'Greencastle' filmmaker wins at California film festival

January 23, 2012|By ROXANN MILLER |
  • Koran Dunbar is the director and star of the movie "Greencastle." He is a resident of Greencastle, Pa., and works in Hagerstown.
By Roxann Miller/Staff Writer

GREENCASTLE, Pa. — Winning an award for best sound and a nomination for best screenplay at the Idyllwild International Festival of Cinema in California for “Greencastle” was somewhat of a miracle for homegrown filmmaker Koran Dunbar.

“We’re pretty much a bunch of nobodies,” Dunbar said. “This is our first film and rarely does your first film make it to a film festival — let alone win an award.”

John Avarese and Matthew Datcher won Best Sound, Feature or Featurette for the movie “Greencastle” at the independent film festival held Jan. 12 to 15. Datcher is from Waynesboro, Pa., Dunbar said.

Made on a shoestring budget — less than $100,000 — compared to most multimillion-dollar independent films, Dunbar, 30, of Greencastle, said he’s proud of his first attempt at filmmaking.

“We received rave reviews, and we were up against hundreds of films with million-dollar budgets,” said Dunbar, who wrote, directed, produced and acted in “Greencastle.”

Even though the movie lost the best screenplay-feature award to “Paradise Recovered,” Dunbar was unaffected.

“We came to inspire people. I saw a woman come out of the film crying,” Dunbar said. “She said it was the best film she has seen in 10 years.”

He submitted “Greencastle” to 21 film festivals competing against independent films shot on $10 million budgets.

In the film, Dunbar plays Poitier, a pet shop worker who is stuck between hope and despair, and is just going through the motions of life.

Dunbar said the moral of the quirky drama is, “if you never take chances, then you’ll never have opportunities.”

● ● ● ● ●

Written task 1
Pick out each line of the entries below that contains the word "leaf", matching case exactly.

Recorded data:
● ● ● ● ●

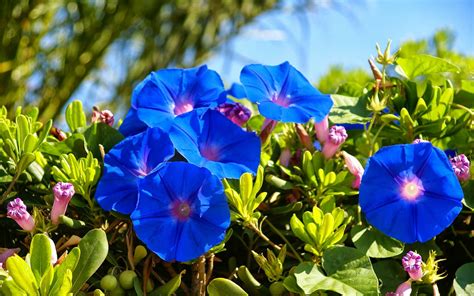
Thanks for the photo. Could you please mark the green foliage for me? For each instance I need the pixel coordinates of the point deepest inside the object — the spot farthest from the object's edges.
(245, 202)
(320, 231)
(464, 281)
(348, 272)
(374, 243)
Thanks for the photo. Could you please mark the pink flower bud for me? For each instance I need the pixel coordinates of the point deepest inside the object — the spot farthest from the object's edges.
(418, 141)
(285, 157)
(54, 254)
(304, 137)
(63, 193)
(354, 166)
(412, 264)
(105, 116)
(337, 135)
(322, 129)
(460, 165)
(404, 289)
(6, 254)
(267, 128)
(236, 112)
(16, 210)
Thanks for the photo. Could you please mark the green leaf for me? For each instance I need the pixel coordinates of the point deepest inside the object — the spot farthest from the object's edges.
(75, 116)
(69, 263)
(349, 110)
(221, 286)
(423, 64)
(21, 273)
(351, 267)
(40, 251)
(103, 134)
(464, 281)
(391, 274)
(169, 288)
(94, 248)
(374, 243)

● ● ● ● ●

Written task 2
Shorten the paragraph of the article that begins "John Avarese and Matthew Datcher won", keeping its main facts.

Solution 1
Thanks for the photo. Could you please mark the green leaf for me? For each instance I need the pixel coordinates of the point deepest inside the object — the spot farthest from the object's edges.

Solution 2
At the independent festival (Jan. 12–15), John Avarese and Matthew Datcher, who is from Waynesboro, Pa., won Best Sound, Feature or Featurette for "Greencastle."